## Task goal
Search the material for the string "below" and copy each line where it occurs.

## Listed records
----------------

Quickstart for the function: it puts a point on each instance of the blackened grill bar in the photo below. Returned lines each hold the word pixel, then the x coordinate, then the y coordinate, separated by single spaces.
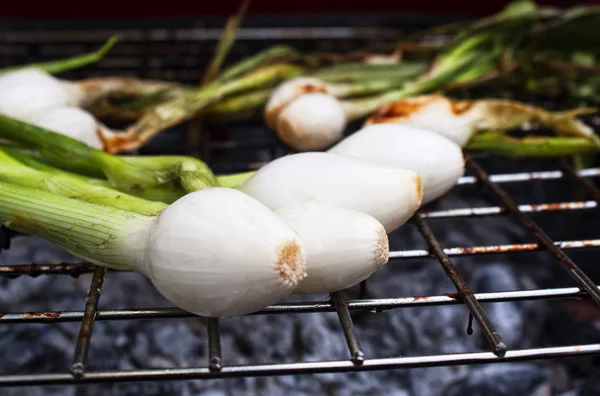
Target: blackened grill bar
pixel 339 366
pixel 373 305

----------------

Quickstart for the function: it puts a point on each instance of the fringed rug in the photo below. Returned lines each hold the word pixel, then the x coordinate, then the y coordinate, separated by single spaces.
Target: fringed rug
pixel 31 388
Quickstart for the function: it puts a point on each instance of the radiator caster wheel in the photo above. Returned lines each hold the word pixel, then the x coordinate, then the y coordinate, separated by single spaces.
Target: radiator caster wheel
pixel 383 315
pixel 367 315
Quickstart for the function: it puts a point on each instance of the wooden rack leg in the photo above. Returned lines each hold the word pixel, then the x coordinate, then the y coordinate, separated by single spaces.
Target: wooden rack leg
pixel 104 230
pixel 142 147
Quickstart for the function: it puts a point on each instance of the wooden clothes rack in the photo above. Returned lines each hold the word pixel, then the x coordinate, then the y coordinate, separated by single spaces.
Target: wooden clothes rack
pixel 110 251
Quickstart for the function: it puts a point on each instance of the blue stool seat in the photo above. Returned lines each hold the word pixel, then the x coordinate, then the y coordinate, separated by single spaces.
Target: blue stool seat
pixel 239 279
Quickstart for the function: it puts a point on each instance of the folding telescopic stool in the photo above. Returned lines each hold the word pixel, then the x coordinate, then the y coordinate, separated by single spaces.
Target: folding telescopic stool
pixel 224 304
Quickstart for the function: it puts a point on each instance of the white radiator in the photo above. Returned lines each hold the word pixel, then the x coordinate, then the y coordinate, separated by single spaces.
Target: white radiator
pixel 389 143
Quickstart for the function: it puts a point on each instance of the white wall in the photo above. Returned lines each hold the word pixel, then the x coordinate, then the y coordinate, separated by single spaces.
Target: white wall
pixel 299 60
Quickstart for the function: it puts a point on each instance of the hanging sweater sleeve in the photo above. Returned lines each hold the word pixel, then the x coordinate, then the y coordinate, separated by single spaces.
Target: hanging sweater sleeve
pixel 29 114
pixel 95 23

----------------

## Result of the exercise
Quickstart for the function: it puts a point on each instance of the blackened grill bar in the photo below. Returned lines each hold the word pixel, then the x coordinate, then the y coordinate, separated by single spaces.
Quickstart for the function: it puts a point on each instance of the fringed rug in the photo below. Returned lines each hold the word pixel, then the x coordinate, then the y coordinate, separated by single spaces.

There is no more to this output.